### GOAL OF THE EXERCISE
Return each entry exactly, omitting nothing.

### Coordinate annotation entries

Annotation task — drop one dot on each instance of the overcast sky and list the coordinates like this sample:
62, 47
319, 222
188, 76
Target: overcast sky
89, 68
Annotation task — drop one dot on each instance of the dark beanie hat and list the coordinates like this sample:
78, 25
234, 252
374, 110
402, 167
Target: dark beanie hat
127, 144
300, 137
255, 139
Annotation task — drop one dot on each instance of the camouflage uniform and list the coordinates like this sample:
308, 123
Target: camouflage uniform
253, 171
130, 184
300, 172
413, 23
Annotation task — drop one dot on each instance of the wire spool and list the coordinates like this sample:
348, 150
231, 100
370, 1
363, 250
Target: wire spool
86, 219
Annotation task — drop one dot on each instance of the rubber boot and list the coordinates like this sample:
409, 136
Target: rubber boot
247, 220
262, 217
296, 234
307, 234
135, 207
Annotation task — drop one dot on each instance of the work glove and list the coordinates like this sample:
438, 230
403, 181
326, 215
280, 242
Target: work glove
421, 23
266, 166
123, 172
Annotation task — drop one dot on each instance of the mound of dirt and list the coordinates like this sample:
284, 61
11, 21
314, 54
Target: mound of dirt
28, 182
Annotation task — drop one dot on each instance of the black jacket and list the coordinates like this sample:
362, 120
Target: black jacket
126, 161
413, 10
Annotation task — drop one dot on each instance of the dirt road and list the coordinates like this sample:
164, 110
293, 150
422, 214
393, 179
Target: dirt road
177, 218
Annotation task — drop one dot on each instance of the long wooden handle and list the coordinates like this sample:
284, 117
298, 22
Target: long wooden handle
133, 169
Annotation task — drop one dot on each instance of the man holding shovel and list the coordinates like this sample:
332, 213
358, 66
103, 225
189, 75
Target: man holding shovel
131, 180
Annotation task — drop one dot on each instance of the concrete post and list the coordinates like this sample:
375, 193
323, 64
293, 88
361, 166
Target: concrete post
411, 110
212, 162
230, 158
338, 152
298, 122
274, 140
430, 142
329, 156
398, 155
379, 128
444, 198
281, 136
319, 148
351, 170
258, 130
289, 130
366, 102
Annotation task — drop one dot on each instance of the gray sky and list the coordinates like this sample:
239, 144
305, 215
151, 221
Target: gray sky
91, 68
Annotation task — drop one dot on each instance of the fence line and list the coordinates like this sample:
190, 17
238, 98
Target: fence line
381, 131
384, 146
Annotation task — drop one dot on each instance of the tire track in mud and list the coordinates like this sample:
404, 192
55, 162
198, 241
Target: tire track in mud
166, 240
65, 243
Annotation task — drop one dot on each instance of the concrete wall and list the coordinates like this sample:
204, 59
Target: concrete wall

### TASK OUTPUT
Annotation task — drop one dot on each instance of the overcast sky and list the coordinates like this sample:
62, 47
319, 222
188, 76
Target: overcast sky
89, 68
Annotation task — drop one dot on each instance of the dark beanie hat and list the coordinates like this sample:
78, 25
234, 252
374, 110
402, 167
Target: dark beanie hat
127, 144
300, 137
255, 139
Annotation task — drop one dot on each instance of the camouflage uniform and list the coordinates like this sample:
308, 123
Target: camouflage uniform
253, 171
130, 184
300, 172
413, 23
Annotation task — drop one dot on each instance of the wire spool and list the coordinates like this sample:
348, 150
231, 100
370, 1
363, 250
Target: wire spool
86, 219
Annotation task — drop one dot on each instance of the rubber boot and list the coordinates like this sample:
409, 136
Target: rubber boot
247, 220
262, 217
296, 234
307, 234
135, 207
Annotation task — drop one dot on each instance of the work glove and list the coordinates like this sample:
438, 230
403, 181
326, 215
280, 242
Target: work glove
421, 23
266, 166
123, 172
Annotation task — drop one dot on each instance of the mound of dirt and list the coordinates like this sample:
284, 61
11, 21
314, 54
Target: mound of dirt
28, 182
Annotation task — drop one dot on each instance of the black jacket and list the coordinates like this sample:
362, 120
Target: black jacket
126, 161
413, 10
Annotation task — drop one dot on each instance of the dirt road and list the coordinates like this sample:
164, 110
293, 150
422, 214
393, 179
Target: dirt road
177, 218
Annotation task — drop one dot on each instance of the long wooden handle and list the coordinates like this sample:
284, 117
298, 22
Target: long wooden handle
133, 169
Annotation task — drop one dot on each instance of the man holding shovel and list the coordinates like this sample:
332, 213
358, 66
103, 225
189, 75
Target: man holding shovel
131, 180
Annotation task — drop one dot on each instance of the concrete post and list the coordinates like this sample:
375, 193
323, 64
293, 88
361, 166
Target: concrete post
411, 110
212, 162
230, 158
338, 152
298, 122
274, 140
430, 142
329, 156
398, 155
379, 128
444, 198
281, 136
319, 148
351, 170
258, 130
289, 130
366, 102
Annotation task — drop one dot on each instance of the gray sky and list the coordinates like this sample:
239, 144
305, 215
151, 221
Target: gray sky
91, 68
Annotation task — drop one dot on each instance of the fence line and list the coordinates like this sample:
190, 17
238, 98
Target: fence line
381, 131
384, 146
Annotation task — drop one dot on each instance of the tire track in mud and list the coordinates like this sample:
404, 192
55, 162
198, 241
Target: tire track in mud
166, 240
65, 243
Annotation task — drop one dot on each instance of the concrete wall and list the coordinates like this sample:
204, 59
Target: concrete wall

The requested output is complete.